» **本文抜粋**:

┌──

説明

包装袋の無線ICタグ製造方法およびその製造装置

【課題】加工コストを増やすことなく、包装袋の外観設計を損なわない無線ICタグ付き包装袋の製造方法とその製造装置を提供する。
【解決手段】複数の無線ICタグを等間隔に縦方向に貼り付けた細長い離型紙をリールに巻きタグリールに仕上げる。次に、タグリールの離型紙を輸送方向に沿って移動させ、包装部材に近づいたとき、離型紙の移動方向を逆方向に変えて無線ICタグを離型紙より剥離し、引き続き輸送方向に移動させる。このとき、間欠的に離型紙表面に圧力を加え、無線ICタグを底面のグルーで包装部材の一表面に貼り付ける。その後、融合技術を用いて、無線ICタグ上に受発信アンテナ及びチップが敷設されていない基材と包装部材とを融合し、無線ICタグを等間隔で縦方向に包装部材の所定位置に貼り付ける。最後に、包装部材を折り返して、端部シール加工及び裁断処理を経て、複数の包装袋を製造する。

【発明の詳細な説明】
【技術分野】
【0001】
本発明は一種の包装袋製造方法であって、特に一種の一貫生産方式により、包装袋の無線ICタグ製造方法およびその製造装置に関する。

└──

» **抽出データ**:
┌──

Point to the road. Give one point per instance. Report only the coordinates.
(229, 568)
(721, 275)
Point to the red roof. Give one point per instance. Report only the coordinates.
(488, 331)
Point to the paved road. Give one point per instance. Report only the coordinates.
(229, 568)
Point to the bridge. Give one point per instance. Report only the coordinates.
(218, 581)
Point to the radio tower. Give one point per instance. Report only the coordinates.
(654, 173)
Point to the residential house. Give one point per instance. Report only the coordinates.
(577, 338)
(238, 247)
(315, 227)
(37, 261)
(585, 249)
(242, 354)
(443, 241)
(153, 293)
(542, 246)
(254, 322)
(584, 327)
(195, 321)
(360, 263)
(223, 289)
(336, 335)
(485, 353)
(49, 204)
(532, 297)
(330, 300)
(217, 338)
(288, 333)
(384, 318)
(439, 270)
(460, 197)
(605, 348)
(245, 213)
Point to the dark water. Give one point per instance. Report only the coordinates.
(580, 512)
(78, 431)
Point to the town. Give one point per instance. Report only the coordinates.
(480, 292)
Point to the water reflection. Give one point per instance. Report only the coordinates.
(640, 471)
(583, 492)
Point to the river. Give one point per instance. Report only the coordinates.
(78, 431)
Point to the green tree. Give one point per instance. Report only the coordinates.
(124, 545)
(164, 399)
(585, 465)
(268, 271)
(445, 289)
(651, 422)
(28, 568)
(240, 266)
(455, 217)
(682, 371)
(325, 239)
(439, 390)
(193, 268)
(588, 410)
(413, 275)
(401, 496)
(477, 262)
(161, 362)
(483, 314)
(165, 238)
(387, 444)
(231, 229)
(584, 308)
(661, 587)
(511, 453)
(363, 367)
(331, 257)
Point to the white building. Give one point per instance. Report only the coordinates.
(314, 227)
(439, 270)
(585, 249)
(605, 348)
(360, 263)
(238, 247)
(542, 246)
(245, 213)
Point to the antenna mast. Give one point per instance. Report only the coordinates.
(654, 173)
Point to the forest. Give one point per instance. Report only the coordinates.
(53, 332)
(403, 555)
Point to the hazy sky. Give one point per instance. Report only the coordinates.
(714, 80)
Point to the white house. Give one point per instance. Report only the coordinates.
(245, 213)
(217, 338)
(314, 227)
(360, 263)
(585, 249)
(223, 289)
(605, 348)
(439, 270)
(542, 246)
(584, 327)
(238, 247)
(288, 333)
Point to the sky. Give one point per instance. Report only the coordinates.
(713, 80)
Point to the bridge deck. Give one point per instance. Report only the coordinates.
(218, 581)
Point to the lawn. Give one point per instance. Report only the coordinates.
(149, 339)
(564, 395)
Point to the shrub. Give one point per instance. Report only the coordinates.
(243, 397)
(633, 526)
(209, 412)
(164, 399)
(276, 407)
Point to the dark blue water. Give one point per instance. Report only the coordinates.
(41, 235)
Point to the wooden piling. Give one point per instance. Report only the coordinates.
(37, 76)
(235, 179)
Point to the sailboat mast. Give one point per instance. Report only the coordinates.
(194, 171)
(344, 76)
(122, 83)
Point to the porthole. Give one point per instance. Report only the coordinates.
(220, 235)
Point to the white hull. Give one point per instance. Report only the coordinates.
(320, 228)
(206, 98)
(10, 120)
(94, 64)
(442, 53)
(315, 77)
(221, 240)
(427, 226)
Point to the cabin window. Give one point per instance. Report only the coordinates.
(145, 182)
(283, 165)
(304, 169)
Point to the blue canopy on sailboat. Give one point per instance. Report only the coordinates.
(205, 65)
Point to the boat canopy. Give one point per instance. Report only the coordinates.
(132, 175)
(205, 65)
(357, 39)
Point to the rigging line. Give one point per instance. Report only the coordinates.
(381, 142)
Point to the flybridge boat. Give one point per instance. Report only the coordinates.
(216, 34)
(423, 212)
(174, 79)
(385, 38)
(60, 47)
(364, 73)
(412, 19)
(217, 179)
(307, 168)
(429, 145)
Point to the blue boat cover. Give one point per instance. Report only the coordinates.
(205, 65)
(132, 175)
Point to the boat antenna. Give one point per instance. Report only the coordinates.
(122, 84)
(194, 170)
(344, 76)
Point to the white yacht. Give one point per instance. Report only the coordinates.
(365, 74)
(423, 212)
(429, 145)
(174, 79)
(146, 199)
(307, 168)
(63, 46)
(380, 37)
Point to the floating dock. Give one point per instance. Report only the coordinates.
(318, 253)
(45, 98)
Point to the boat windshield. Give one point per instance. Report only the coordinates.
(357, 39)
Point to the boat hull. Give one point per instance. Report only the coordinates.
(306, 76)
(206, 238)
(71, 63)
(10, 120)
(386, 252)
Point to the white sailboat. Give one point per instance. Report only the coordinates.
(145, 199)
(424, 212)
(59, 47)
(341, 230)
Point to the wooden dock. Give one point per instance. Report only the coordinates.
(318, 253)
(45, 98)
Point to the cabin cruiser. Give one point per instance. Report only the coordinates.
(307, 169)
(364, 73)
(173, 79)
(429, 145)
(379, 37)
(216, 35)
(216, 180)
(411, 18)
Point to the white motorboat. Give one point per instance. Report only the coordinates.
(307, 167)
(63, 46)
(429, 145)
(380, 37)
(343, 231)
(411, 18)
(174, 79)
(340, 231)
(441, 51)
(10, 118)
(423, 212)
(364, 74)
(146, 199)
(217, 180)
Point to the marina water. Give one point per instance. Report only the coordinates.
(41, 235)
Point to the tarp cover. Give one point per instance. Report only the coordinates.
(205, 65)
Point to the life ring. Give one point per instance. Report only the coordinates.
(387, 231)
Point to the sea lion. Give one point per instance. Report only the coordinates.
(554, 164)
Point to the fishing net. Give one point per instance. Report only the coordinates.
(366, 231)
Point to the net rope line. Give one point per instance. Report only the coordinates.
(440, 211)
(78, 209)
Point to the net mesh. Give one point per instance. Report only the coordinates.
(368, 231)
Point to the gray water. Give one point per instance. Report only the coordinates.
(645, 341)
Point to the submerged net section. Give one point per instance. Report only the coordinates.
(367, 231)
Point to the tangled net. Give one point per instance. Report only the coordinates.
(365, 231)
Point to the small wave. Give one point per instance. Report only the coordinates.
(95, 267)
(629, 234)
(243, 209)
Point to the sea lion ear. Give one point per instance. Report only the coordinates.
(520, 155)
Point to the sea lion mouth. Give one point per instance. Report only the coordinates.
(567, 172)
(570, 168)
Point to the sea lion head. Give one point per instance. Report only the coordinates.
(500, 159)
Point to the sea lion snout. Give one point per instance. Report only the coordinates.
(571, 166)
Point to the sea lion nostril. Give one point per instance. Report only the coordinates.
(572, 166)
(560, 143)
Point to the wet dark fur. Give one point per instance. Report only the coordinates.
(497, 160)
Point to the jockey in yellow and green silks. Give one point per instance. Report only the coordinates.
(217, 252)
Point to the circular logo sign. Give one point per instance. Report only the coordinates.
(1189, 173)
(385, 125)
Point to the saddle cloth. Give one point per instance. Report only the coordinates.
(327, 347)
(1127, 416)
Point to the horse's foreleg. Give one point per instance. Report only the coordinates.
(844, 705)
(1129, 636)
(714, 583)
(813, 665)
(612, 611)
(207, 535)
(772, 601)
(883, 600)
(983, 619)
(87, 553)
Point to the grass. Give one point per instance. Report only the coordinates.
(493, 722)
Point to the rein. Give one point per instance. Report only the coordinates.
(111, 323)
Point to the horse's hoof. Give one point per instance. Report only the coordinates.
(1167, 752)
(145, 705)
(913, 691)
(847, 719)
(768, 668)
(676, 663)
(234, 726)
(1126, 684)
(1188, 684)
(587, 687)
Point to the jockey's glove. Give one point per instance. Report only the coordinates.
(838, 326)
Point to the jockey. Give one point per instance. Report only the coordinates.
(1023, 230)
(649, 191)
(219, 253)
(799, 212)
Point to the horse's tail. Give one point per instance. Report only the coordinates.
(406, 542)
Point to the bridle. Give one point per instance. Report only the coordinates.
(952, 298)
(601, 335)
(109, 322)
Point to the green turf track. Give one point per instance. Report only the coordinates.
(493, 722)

└──

» **演習課題**:
(A) 本文によると、包装部材を折り返したあと、包装袋はどのような処理を経て製造されるか。
(B) エントリーのうち、「Point to the jockey.」を含む行からエントリーの最後の行までを、「bridle」を「halter」に置き換え、ほかは変えずに書き直せ。
本文と各エントリーとの間には何の関係もない。

» **各問の解答**:
(A) 端部シール加工及び裁断処理を経て製造される。

(B)
Point to the jockey. Give one point per instance. Report only the coordinates.
(1023, 230)
(649, 191)
(219, 253)
(799, 212)
Point to the horse's tail. Give one point per instance. Report only the coordinates.
(406, 542)
Point to the halter. Give one point per instance. Report only the coordinates.
(952, 298)
(601, 335)
(109, 322)
Point to the green turf track. Give one point per instance. Report only the coordinates.
(493, 722)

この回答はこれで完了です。